··· The data ···
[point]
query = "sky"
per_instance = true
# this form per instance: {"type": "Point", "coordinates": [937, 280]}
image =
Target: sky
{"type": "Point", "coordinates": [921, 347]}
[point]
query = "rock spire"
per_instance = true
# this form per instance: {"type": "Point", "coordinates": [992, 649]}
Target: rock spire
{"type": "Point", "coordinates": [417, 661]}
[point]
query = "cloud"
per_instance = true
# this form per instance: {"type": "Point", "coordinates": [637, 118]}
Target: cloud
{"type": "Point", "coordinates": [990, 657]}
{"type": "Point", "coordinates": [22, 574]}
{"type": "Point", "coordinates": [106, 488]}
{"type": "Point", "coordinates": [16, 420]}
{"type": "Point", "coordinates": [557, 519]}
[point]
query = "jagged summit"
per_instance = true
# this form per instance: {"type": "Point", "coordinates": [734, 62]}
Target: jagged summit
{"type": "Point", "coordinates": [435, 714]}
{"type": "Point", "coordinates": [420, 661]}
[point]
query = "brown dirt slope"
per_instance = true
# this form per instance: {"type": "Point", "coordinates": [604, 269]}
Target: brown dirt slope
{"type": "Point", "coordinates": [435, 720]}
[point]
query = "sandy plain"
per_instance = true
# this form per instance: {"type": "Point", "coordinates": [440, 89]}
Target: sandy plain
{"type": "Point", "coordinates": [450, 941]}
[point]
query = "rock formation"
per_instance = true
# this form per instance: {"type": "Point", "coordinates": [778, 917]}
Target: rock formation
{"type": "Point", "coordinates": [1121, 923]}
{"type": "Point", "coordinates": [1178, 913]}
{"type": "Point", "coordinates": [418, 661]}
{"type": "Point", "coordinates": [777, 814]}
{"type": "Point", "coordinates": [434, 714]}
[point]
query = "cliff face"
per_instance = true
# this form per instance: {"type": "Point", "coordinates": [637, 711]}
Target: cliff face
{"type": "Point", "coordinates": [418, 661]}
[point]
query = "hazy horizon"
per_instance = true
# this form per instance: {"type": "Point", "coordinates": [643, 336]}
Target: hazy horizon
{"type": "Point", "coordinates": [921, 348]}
···
## [Required work]
Above are some records; repeat all of them exactly.

## [Answer to the task]
[point]
query = "sky"
per_instance = true
# this form per instance: {"type": "Point", "coordinates": [937, 280]}
image =
Target: sky
{"type": "Point", "coordinates": [921, 347]}
[point]
query = "rock spire"
per_instance = true
# this form per instance: {"type": "Point", "coordinates": [992, 649]}
Target: rock spire
{"type": "Point", "coordinates": [417, 661]}
[point]
query = "cloud"
per_instance = true
# this form per instance: {"type": "Point", "coordinates": [637, 118]}
Target: cloud
{"type": "Point", "coordinates": [990, 657]}
{"type": "Point", "coordinates": [22, 574]}
{"type": "Point", "coordinates": [106, 488]}
{"type": "Point", "coordinates": [16, 420]}
{"type": "Point", "coordinates": [557, 519]}
[point]
query = "jagged summit"
per_instance = true
# this form per instance: {"type": "Point", "coordinates": [734, 62]}
Target: jagged summit
{"type": "Point", "coordinates": [435, 714]}
{"type": "Point", "coordinates": [420, 661]}
[point]
query = "brown dirt slope"
per_instance = true
# this form per instance: {"type": "Point", "coordinates": [604, 269]}
Target: brown dirt slope
{"type": "Point", "coordinates": [435, 720]}
[point]
query = "sandy plain"
per_instance = true
# this form per instance: {"type": "Point", "coordinates": [440, 89]}
Target: sandy plain
{"type": "Point", "coordinates": [450, 941]}
[point]
query = "rock formation"
per_instance = true
# this form per instance: {"type": "Point", "coordinates": [778, 917]}
Target: rock formation
{"type": "Point", "coordinates": [1121, 923]}
{"type": "Point", "coordinates": [1178, 913]}
{"type": "Point", "coordinates": [418, 661]}
{"type": "Point", "coordinates": [777, 814]}
{"type": "Point", "coordinates": [434, 714]}
[point]
query = "cliff face"
per_instance = true
# this form per instance: {"type": "Point", "coordinates": [637, 711]}
Target: cliff face
{"type": "Point", "coordinates": [418, 661]}
[point]
query = "hazy horizon"
per_instance = true
# this form per instance: {"type": "Point", "coordinates": [643, 336]}
Target: hazy horizon
{"type": "Point", "coordinates": [921, 348]}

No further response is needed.